◆ Instructions for the task: Which lines of the material below contain the word "yellow"? Pull out each of them whole, treating uppercase and lowercase as different.

⁂

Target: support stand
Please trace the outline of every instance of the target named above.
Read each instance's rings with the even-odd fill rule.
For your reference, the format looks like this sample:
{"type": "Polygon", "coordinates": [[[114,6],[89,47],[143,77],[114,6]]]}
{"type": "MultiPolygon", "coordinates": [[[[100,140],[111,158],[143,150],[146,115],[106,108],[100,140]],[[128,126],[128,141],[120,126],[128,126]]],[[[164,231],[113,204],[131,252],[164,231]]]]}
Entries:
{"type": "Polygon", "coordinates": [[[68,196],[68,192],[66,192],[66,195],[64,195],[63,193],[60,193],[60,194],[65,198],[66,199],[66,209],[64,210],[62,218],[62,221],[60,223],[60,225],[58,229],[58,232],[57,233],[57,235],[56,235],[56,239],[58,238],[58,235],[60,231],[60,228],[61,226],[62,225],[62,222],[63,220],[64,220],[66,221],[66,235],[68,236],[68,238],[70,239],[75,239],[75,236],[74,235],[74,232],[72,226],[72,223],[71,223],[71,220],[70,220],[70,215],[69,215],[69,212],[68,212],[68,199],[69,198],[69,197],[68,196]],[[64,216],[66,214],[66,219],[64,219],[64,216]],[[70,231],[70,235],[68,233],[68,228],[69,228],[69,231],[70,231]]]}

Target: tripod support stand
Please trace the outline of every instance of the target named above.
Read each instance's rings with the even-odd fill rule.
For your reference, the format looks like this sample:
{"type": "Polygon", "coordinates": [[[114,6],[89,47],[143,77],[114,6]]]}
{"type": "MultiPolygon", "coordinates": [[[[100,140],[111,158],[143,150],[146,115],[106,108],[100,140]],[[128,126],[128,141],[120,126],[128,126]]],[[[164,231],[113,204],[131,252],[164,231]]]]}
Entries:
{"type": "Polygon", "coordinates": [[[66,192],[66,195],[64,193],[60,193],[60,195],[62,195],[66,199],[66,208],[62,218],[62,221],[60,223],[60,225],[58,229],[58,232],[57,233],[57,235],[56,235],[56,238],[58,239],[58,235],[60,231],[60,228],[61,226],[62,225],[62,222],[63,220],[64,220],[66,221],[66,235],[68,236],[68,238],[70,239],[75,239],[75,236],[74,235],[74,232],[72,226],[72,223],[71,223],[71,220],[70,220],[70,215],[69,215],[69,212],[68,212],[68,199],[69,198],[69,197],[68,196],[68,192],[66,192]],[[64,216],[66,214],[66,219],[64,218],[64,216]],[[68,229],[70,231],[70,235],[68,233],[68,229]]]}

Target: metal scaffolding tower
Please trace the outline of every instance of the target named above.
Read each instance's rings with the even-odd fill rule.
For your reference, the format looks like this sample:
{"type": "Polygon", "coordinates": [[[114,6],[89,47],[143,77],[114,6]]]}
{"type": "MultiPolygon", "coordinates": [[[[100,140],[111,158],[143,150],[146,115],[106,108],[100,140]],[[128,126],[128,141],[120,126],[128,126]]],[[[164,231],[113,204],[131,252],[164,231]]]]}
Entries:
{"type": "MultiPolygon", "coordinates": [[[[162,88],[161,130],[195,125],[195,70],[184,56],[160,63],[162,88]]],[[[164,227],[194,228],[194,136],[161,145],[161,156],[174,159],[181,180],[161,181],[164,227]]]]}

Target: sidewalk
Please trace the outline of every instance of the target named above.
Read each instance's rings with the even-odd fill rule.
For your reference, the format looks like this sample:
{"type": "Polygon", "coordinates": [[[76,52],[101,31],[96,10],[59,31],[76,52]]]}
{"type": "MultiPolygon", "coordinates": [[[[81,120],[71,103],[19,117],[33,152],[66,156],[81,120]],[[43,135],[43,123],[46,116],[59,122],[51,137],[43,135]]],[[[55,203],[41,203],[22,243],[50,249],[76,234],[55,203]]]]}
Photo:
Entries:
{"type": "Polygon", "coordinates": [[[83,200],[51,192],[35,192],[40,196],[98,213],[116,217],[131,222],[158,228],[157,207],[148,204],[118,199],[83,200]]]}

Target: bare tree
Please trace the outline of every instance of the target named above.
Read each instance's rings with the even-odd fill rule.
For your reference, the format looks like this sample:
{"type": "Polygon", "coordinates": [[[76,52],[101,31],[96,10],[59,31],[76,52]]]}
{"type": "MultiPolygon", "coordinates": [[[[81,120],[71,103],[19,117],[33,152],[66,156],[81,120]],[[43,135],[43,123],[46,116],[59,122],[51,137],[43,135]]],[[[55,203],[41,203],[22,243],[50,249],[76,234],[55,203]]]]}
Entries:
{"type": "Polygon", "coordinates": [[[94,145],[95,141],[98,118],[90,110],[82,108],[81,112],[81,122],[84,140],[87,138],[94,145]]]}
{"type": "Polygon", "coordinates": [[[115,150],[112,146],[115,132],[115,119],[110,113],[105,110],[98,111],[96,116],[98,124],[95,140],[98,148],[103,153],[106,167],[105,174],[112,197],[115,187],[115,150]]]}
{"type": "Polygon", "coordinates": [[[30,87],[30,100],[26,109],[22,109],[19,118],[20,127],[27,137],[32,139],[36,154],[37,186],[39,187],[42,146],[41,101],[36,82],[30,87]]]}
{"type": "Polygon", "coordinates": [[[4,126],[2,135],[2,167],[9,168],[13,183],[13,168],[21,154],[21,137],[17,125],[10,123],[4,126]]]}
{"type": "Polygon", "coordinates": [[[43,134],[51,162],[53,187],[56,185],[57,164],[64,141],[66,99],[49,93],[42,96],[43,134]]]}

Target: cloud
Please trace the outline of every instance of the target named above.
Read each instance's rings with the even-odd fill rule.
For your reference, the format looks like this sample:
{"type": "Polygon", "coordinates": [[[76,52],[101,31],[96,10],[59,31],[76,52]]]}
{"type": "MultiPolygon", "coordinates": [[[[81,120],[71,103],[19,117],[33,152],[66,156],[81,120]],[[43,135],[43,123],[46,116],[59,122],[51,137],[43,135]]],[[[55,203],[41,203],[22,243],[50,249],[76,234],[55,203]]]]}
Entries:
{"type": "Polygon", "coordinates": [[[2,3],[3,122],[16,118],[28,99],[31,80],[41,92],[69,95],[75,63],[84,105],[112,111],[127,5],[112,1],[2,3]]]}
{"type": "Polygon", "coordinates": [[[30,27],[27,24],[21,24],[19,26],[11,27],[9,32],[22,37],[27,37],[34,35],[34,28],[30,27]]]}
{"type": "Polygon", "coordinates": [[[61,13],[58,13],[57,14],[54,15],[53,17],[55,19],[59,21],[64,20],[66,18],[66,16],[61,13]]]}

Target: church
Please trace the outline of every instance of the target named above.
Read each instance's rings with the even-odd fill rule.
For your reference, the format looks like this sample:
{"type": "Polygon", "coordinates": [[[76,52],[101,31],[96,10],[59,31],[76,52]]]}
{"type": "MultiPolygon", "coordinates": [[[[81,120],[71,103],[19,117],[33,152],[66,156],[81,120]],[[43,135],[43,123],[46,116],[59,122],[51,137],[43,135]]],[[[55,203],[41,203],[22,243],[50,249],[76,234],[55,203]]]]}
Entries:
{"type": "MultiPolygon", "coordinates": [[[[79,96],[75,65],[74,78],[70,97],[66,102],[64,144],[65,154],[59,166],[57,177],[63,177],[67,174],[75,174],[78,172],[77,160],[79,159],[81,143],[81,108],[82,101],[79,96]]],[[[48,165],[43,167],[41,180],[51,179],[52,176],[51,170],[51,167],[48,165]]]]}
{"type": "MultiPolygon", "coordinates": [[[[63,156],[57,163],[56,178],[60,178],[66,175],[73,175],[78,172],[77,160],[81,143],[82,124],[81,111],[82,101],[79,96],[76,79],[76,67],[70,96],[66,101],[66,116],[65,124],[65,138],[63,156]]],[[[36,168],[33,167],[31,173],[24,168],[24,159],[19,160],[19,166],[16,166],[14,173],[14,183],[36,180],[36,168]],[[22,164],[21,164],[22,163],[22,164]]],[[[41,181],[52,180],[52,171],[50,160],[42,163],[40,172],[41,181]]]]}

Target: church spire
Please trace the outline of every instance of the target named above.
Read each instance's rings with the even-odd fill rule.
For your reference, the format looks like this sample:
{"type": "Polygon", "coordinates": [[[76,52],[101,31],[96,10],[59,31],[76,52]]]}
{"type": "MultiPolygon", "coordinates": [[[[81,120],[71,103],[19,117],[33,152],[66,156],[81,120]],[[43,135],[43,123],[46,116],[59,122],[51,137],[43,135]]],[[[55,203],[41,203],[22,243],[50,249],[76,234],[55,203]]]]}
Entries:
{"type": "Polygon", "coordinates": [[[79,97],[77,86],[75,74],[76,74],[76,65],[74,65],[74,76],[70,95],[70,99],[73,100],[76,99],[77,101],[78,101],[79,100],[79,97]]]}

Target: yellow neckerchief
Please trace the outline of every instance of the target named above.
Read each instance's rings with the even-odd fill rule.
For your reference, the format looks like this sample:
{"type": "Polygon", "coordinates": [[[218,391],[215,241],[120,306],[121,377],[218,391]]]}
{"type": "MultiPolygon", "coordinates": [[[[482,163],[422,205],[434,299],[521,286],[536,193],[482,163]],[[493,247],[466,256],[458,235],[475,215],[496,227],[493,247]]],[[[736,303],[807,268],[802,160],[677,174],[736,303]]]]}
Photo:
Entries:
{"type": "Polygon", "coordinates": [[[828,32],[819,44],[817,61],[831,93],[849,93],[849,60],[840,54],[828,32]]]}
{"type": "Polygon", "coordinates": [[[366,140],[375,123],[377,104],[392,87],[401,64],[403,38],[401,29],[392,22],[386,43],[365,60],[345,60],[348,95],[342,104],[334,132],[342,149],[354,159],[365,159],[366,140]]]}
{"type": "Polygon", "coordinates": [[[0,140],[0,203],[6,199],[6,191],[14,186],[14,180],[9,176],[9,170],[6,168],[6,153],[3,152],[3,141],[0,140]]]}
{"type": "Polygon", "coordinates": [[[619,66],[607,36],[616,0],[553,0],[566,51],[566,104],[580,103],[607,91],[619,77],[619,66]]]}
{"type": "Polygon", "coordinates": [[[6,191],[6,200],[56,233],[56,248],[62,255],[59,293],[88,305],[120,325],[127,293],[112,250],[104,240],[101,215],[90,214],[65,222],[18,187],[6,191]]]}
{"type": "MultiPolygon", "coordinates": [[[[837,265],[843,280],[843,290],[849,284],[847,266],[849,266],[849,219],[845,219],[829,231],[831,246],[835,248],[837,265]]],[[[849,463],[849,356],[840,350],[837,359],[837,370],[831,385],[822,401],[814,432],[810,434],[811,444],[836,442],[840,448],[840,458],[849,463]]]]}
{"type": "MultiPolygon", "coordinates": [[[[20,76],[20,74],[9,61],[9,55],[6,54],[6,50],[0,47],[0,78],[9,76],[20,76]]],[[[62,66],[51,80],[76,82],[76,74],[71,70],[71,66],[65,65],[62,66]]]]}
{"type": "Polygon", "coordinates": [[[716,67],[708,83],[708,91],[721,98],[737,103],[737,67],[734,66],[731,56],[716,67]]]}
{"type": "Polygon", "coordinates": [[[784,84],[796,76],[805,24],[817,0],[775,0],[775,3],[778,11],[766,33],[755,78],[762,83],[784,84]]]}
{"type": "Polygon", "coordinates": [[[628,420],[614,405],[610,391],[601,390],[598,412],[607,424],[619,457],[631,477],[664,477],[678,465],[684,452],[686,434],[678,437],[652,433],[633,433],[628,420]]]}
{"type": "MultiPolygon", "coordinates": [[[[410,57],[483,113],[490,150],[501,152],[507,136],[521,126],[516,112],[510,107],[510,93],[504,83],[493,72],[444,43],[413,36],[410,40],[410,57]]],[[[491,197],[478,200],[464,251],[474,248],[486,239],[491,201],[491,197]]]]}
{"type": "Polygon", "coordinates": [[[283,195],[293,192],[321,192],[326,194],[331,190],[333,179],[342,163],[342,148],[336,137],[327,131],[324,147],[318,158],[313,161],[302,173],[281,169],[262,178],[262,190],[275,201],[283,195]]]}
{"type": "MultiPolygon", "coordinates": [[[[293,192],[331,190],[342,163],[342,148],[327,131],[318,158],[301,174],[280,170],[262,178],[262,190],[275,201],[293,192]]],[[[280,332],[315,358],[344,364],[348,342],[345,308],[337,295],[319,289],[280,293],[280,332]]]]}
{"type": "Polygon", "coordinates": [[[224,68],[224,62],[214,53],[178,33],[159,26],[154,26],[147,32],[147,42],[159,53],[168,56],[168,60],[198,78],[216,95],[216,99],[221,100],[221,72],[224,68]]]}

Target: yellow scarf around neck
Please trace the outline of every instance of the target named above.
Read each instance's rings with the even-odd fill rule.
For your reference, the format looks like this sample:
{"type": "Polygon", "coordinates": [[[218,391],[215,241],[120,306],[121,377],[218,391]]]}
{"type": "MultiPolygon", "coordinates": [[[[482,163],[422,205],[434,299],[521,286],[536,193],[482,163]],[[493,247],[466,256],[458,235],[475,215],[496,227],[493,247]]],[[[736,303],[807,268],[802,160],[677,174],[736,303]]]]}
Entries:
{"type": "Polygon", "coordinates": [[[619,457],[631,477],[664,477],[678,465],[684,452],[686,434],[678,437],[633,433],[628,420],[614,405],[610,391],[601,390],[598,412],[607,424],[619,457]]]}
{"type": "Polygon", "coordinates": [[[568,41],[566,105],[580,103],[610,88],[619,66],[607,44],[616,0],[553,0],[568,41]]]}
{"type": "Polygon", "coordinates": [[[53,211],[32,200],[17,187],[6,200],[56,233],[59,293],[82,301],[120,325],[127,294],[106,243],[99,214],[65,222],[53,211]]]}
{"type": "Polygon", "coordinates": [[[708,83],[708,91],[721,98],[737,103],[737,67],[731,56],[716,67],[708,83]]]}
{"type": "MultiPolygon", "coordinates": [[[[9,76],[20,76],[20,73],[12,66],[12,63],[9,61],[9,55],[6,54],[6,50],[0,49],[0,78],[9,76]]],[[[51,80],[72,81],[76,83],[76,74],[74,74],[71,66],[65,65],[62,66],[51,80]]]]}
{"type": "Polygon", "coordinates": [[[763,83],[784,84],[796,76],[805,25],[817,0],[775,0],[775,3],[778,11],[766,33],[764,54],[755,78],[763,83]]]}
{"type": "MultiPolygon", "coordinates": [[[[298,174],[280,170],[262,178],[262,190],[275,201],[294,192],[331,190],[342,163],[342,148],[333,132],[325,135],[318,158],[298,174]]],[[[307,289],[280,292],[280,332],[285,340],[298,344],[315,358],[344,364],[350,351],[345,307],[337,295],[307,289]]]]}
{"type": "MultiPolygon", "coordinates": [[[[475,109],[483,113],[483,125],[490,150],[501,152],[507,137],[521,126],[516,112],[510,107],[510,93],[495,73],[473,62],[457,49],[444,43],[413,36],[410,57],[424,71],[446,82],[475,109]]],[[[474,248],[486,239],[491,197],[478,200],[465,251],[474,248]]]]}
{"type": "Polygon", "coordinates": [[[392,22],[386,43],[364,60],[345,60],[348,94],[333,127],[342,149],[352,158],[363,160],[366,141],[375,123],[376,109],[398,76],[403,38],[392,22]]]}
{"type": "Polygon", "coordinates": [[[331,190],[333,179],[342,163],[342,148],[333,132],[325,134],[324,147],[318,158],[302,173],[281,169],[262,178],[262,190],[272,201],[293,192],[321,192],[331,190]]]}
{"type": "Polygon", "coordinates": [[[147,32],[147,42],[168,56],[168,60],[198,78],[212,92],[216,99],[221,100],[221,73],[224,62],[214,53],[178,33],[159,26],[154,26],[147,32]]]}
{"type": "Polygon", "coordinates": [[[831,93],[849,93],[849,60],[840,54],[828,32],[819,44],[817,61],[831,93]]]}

⁂

◆ Answer to this problem:
Target: yellow neckerchief
Target: yellow scarf around neck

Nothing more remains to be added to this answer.